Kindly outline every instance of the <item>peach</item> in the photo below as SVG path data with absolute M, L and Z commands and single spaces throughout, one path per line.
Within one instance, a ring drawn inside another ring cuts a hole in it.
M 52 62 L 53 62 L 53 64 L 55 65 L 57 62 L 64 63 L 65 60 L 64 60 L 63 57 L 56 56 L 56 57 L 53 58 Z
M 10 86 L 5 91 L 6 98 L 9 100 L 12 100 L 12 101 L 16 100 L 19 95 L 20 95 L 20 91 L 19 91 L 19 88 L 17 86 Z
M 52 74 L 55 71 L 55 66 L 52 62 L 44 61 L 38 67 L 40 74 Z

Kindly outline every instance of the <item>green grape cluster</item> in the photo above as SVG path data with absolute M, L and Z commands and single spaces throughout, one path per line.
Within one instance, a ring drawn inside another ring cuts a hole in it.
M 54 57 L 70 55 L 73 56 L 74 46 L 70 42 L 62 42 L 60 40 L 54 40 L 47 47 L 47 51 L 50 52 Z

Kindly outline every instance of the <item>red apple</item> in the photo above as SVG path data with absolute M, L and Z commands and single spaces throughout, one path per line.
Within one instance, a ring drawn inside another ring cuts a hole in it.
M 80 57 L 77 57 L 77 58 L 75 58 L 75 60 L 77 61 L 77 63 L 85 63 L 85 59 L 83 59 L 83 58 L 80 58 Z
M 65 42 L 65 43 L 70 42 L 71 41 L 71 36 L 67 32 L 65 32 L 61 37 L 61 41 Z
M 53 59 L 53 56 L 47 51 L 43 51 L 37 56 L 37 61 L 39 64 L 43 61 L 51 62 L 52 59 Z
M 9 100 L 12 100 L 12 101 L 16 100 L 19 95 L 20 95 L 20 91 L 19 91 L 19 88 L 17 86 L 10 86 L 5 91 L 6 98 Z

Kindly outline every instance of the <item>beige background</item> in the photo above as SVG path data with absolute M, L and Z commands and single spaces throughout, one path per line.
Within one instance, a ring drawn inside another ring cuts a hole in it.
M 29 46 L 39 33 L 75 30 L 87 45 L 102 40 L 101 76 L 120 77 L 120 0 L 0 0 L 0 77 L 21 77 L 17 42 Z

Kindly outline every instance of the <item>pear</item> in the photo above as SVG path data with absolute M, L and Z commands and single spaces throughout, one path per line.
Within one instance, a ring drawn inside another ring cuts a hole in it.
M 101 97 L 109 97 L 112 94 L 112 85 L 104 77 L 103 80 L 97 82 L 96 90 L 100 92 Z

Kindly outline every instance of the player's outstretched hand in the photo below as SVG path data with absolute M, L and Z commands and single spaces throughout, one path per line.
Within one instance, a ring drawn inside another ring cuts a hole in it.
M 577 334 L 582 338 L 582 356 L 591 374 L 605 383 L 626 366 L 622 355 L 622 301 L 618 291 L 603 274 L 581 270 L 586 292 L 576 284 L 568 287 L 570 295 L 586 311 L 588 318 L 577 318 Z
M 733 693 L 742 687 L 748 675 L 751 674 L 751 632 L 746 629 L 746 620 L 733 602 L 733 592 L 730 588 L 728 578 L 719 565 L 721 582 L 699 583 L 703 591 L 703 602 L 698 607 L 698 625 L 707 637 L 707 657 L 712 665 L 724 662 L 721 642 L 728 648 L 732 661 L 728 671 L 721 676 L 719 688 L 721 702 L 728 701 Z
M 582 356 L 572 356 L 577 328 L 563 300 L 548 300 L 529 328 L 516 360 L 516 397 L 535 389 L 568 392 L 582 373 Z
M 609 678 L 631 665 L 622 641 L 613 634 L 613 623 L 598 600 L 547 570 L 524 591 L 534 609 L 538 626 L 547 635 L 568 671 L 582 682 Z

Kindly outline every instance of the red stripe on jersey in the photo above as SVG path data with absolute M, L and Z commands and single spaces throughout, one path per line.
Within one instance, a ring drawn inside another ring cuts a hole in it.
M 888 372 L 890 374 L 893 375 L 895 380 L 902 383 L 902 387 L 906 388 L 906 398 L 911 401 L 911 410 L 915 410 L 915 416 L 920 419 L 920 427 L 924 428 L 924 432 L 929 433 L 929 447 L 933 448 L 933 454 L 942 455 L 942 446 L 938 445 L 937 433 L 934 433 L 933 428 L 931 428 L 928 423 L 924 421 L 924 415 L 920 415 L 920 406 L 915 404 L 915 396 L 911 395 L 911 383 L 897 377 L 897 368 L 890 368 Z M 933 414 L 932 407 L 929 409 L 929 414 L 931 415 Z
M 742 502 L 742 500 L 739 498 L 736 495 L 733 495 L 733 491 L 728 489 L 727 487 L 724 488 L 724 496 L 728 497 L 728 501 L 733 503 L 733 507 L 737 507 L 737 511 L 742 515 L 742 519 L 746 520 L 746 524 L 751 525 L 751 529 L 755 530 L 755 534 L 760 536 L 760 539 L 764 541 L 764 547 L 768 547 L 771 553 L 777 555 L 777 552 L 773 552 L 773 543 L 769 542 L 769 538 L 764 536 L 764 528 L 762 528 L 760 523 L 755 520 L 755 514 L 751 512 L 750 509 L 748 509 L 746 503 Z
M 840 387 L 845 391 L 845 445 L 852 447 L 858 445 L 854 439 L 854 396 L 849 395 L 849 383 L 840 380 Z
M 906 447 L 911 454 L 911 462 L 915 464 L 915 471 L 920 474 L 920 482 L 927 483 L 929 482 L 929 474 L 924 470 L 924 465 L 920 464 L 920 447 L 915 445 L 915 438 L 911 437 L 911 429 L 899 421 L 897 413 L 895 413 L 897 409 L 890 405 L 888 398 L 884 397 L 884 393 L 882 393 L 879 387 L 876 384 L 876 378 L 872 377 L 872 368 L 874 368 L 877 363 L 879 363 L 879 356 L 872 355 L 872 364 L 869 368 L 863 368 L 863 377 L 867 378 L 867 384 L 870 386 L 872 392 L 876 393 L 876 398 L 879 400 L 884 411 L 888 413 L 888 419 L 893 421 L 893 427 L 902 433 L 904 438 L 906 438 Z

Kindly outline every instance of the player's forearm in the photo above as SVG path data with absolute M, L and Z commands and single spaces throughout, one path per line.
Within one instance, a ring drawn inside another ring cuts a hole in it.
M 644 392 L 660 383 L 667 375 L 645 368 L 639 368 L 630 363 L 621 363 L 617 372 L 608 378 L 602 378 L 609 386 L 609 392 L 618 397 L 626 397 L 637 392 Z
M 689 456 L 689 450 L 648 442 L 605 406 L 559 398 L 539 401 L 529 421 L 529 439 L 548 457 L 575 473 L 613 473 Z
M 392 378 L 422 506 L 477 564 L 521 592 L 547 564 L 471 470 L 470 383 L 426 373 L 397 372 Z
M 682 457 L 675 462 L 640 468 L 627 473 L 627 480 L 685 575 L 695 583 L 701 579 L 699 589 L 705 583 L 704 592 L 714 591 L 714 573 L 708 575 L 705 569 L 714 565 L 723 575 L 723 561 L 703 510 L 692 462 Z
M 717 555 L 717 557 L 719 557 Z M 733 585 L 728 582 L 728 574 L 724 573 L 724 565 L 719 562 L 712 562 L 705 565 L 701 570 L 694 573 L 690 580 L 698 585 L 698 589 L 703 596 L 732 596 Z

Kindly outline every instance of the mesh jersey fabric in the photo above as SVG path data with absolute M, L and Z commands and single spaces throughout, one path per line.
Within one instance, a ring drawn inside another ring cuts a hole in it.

========================================

### Aim
Extract every line from the one containing "Kindly outline every instance of the player's forearm" through the last line of the data, inclusive, exactly as written.

### Result for this task
Kindly outline every instance of the player's forearm in the photo above as SVG path data with absolute M, L and Z commands and single spaces throughout, one path per line.
Within one instance, a ring drawn inside another ring cuts a hole in it.
M 644 392 L 660 383 L 667 375 L 645 368 L 639 368 L 630 363 L 621 363 L 617 372 L 608 378 L 602 378 L 609 386 L 609 392 L 618 397 L 626 397 L 637 392 Z
M 689 456 L 689 450 L 648 442 L 605 406 L 559 398 L 539 401 L 529 421 L 529 439 L 548 457 L 575 473 L 613 473 Z
M 392 378 L 422 506 L 477 564 L 521 592 L 547 564 L 471 470 L 470 383 L 426 373 L 397 372 Z
M 682 457 L 675 462 L 640 468 L 627 473 L 627 480 L 685 575 L 695 583 L 701 579 L 699 589 L 705 583 L 704 592 L 714 591 L 714 573 L 708 575 L 705 569 L 714 565 L 723 575 L 723 561 L 703 510 L 692 462 Z
M 717 555 L 717 557 L 719 557 Z M 733 585 L 728 582 L 728 574 L 724 573 L 724 565 L 719 562 L 712 562 L 705 565 L 701 570 L 694 573 L 690 580 L 698 585 L 698 589 L 703 596 L 732 596 Z

Kindly outline every instance of the mesh jersey fabric in the photo above as SVG path data with absolute M, L and Z commands and single spaces throughout, one path per line.
Within one instance, a ring drawn inside another ring cuts a hole in it.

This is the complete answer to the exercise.